Extract —

▬▬▬▬▬▬▬▬▬▬

Made in Sheffield Dot Com - Quality On-Line Shopping
Home page People Places Products Services Map What's on Contact Us




What is a Little Mester?

The Little Mesters were the backbone of Sheffield's cutlery industry and were instrumental in helping the city achieve its worldwide reputation for quality craftsmanship. The phrase Little Mester is a regional term used to describe Sheffield's self employed cutlers who rented space in factories and had their finished goods sold by the factory owner. However the term is also more widely applied to almost any self-employed craftsman working in steel or metal.

Little Mesters were an essential part of the unique system of organisation that developed in the cutlery industry during the late eighteenth century. Before this time cutlers made their wares through to completion and were responsible for finding their own markets. But the trade boom of the late eighteenth century led to a huge diversification of products and saw the introduction of specialisation.

▬▬▬▬▬▬▬▬▬▬

Supplied records —
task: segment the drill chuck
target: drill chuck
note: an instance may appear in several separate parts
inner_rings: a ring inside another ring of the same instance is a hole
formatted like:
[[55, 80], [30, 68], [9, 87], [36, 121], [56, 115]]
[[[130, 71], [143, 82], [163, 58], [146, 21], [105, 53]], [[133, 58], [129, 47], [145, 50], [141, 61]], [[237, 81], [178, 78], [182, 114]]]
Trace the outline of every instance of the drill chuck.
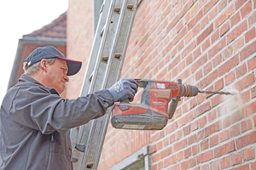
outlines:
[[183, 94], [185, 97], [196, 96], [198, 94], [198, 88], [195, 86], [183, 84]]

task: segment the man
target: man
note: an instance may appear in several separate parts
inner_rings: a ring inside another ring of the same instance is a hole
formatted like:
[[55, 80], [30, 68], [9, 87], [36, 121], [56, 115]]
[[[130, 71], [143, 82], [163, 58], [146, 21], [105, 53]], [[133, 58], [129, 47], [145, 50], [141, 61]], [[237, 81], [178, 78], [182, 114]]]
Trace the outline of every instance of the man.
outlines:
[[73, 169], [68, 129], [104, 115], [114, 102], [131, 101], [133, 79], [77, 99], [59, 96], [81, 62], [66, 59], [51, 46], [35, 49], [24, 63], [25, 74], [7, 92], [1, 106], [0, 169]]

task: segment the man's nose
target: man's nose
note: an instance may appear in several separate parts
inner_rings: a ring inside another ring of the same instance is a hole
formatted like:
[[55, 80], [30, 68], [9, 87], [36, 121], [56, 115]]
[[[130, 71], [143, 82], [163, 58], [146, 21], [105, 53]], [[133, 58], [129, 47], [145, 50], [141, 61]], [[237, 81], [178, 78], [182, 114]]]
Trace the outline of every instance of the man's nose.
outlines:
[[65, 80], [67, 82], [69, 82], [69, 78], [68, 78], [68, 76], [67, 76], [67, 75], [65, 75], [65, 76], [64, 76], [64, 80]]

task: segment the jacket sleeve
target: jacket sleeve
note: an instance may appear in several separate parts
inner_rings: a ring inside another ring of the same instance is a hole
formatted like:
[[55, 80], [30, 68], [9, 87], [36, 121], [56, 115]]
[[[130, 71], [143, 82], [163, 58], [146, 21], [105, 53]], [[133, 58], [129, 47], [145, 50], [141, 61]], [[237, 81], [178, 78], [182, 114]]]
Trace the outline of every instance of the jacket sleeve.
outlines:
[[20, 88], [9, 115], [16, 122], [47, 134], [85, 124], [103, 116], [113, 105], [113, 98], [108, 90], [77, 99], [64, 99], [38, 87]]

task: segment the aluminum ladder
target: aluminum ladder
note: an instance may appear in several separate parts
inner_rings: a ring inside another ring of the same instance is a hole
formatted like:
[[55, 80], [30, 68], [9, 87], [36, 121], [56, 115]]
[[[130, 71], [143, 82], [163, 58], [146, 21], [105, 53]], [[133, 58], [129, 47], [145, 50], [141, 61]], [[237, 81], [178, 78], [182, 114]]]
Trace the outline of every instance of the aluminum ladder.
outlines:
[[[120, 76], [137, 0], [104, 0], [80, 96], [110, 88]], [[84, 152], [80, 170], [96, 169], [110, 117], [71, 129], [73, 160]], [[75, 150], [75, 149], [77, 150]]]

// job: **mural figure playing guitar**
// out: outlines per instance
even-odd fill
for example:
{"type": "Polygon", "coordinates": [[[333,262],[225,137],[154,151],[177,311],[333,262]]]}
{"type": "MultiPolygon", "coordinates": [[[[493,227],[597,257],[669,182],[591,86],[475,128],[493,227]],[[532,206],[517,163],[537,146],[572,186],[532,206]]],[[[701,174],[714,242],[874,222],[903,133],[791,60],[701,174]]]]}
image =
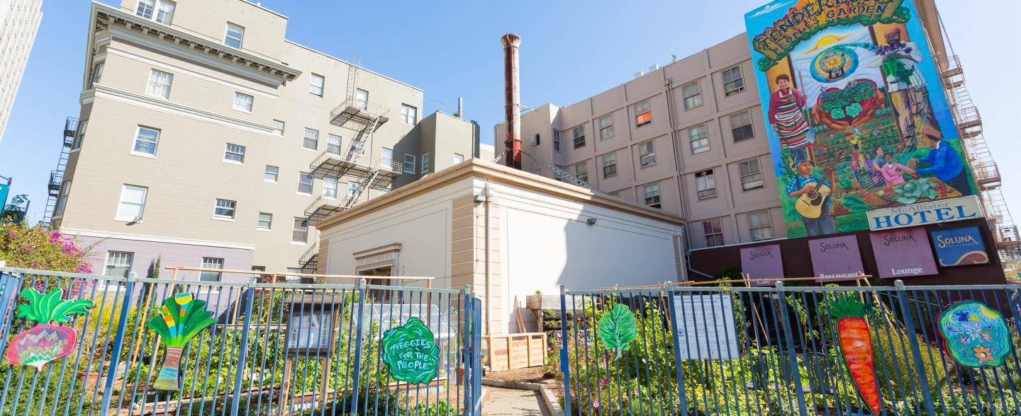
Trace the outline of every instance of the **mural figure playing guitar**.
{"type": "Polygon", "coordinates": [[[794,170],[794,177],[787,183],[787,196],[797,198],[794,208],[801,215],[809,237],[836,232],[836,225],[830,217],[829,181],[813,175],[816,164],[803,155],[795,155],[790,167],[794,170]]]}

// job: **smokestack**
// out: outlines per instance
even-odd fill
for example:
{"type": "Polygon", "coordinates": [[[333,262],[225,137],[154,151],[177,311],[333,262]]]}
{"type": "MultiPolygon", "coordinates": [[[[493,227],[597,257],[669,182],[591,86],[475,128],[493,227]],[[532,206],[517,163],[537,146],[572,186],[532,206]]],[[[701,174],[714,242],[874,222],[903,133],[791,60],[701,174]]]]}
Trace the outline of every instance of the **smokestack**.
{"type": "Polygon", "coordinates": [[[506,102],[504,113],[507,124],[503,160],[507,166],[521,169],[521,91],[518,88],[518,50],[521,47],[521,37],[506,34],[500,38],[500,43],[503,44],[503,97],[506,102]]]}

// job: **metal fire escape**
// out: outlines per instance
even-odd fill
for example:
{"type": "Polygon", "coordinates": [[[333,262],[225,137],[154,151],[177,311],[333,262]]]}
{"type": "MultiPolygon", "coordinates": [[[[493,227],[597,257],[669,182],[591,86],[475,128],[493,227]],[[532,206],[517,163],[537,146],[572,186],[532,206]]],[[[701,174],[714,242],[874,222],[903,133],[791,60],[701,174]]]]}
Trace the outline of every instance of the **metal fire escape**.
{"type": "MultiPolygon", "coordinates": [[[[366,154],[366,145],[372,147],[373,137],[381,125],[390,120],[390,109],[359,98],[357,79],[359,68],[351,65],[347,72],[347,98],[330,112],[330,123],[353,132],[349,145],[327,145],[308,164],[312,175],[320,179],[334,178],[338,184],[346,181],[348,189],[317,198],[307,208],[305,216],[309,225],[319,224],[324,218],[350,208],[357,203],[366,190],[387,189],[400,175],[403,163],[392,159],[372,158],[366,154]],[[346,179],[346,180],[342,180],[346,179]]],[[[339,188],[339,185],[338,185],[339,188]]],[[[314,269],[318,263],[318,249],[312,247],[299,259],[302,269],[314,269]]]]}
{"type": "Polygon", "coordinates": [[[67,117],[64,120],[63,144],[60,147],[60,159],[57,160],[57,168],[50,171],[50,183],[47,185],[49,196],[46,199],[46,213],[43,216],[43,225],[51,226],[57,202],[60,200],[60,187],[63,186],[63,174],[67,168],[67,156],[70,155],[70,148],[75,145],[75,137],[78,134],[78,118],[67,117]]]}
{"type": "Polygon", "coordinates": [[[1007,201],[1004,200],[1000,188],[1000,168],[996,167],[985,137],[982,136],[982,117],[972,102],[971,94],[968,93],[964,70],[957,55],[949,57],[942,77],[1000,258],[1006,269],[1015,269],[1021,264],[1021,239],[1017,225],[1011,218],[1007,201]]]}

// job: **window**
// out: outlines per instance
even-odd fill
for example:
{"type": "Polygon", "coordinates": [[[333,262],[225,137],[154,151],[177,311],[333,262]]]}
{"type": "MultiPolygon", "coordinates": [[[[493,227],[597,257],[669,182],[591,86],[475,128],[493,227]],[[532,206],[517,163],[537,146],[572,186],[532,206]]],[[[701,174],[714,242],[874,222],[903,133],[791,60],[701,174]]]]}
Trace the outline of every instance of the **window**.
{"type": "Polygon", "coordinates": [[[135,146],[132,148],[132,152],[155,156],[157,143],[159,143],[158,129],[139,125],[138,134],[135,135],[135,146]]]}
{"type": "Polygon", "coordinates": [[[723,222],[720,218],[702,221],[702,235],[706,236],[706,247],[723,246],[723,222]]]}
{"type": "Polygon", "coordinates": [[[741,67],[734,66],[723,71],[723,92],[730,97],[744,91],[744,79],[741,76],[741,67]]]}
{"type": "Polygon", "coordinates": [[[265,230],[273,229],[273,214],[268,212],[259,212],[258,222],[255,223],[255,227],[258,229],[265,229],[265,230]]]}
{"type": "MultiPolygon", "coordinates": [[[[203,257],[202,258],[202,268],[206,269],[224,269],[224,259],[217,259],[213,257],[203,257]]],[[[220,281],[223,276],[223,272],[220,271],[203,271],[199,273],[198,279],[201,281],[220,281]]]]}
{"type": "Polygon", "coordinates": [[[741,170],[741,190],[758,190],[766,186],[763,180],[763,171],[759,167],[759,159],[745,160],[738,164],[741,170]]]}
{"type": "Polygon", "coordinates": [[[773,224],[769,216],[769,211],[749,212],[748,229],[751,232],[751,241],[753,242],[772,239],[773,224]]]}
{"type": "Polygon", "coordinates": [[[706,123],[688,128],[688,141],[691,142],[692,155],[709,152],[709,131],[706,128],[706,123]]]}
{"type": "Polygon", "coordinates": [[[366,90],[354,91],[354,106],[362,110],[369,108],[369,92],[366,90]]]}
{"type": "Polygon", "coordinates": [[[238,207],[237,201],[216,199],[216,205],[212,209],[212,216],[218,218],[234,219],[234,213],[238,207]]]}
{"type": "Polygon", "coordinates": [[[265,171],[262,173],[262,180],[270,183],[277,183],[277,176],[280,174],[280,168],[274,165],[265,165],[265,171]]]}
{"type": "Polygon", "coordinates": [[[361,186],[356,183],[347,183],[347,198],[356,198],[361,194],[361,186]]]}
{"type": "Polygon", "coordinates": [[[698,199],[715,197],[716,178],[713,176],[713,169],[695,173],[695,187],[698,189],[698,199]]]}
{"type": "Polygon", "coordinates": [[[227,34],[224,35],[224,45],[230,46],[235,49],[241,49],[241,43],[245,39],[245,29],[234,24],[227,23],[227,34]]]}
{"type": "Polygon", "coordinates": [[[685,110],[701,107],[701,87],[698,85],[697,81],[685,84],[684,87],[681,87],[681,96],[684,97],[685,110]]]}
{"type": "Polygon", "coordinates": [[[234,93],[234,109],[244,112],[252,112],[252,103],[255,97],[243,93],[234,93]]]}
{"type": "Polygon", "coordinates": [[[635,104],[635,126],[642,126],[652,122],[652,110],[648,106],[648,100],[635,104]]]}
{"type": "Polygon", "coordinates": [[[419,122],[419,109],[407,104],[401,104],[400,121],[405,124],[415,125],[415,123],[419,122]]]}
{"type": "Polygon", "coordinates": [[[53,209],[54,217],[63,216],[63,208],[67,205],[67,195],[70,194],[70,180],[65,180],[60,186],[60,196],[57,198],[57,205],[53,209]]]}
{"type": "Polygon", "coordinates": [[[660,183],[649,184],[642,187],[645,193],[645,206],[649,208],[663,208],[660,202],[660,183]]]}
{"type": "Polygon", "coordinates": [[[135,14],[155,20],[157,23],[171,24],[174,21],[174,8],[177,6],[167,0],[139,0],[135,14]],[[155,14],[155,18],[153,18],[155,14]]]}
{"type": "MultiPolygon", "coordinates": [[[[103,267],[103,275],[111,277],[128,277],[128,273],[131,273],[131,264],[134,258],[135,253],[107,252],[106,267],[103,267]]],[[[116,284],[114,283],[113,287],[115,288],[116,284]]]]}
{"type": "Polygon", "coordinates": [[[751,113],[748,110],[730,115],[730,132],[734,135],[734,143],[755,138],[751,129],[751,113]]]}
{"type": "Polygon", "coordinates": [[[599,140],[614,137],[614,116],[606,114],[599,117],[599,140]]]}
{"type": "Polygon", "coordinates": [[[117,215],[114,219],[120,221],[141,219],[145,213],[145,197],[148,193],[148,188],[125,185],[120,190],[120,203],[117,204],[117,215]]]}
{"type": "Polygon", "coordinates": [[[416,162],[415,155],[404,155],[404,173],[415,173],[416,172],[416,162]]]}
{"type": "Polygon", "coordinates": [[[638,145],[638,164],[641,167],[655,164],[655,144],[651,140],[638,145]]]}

▬▬▬▬▬▬▬▬▬▬

Instructions to follow —
Translate into Spanish this sentence from the text on Sheffield's Little Mesters: "Before this time cutlers made their wares through to completion and were responsible for finding their own markets." The records were gathered separately and are unrelated to the text.

Final result —
Antes de esa época, los cuchilleros elaboraban sus artículos de principio a fin y se encargaban de encontrar sus propios mercados.